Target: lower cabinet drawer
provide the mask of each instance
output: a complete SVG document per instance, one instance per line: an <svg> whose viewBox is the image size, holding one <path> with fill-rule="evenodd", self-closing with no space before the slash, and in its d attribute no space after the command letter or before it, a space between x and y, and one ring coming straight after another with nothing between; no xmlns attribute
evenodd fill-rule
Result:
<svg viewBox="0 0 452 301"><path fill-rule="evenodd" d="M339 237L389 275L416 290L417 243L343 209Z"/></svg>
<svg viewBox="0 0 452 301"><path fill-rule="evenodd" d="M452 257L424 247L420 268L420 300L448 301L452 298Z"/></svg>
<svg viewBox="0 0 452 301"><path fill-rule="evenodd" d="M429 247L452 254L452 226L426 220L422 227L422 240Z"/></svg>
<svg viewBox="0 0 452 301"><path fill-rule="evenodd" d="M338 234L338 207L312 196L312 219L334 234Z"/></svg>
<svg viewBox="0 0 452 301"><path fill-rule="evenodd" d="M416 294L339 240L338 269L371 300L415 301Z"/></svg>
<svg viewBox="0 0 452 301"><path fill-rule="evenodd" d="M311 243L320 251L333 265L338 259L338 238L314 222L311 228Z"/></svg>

-- -- --

## AIM
Format every line of the material above as a JSON array of strings, one string per line, with blank lines left out.

## RESULT
[
  "Target: lower cabinet drawer",
  "provide the mask of each instance",
  "output: a complete SVG document per instance, one instance per line: an <svg> whose viewBox is the image size, holding one <path> with fill-rule=\"evenodd\", self-closing with no space before the slash, and in its d attribute no space after the command letter or before it, a space between x and y, and one ring coming straight after another with nothing between; no xmlns attribute",
  "evenodd fill-rule",
  "Result:",
  "<svg viewBox=\"0 0 452 301\"><path fill-rule=\"evenodd\" d=\"M339 237L389 275L416 290L417 243L343 209Z\"/></svg>",
  "<svg viewBox=\"0 0 452 301\"><path fill-rule=\"evenodd\" d=\"M452 257L424 247L420 268L420 300L448 301L452 298Z\"/></svg>",
  "<svg viewBox=\"0 0 452 301\"><path fill-rule=\"evenodd\" d=\"M429 247L452 254L452 226L426 220L422 227L422 240Z\"/></svg>",
  "<svg viewBox=\"0 0 452 301\"><path fill-rule=\"evenodd\" d=\"M338 234L338 207L312 196L312 219L334 234Z\"/></svg>",
  "<svg viewBox=\"0 0 452 301\"><path fill-rule=\"evenodd\" d=\"M416 294L339 240L338 269L371 300L415 301Z\"/></svg>",
  "<svg viewBox=\"0 0 452 301\"><path fill-rule=\"evenodd\" d=\"M311 243L320 251L333 265L338 259L338 238L314 222L311 228Z\"/></svg>"
]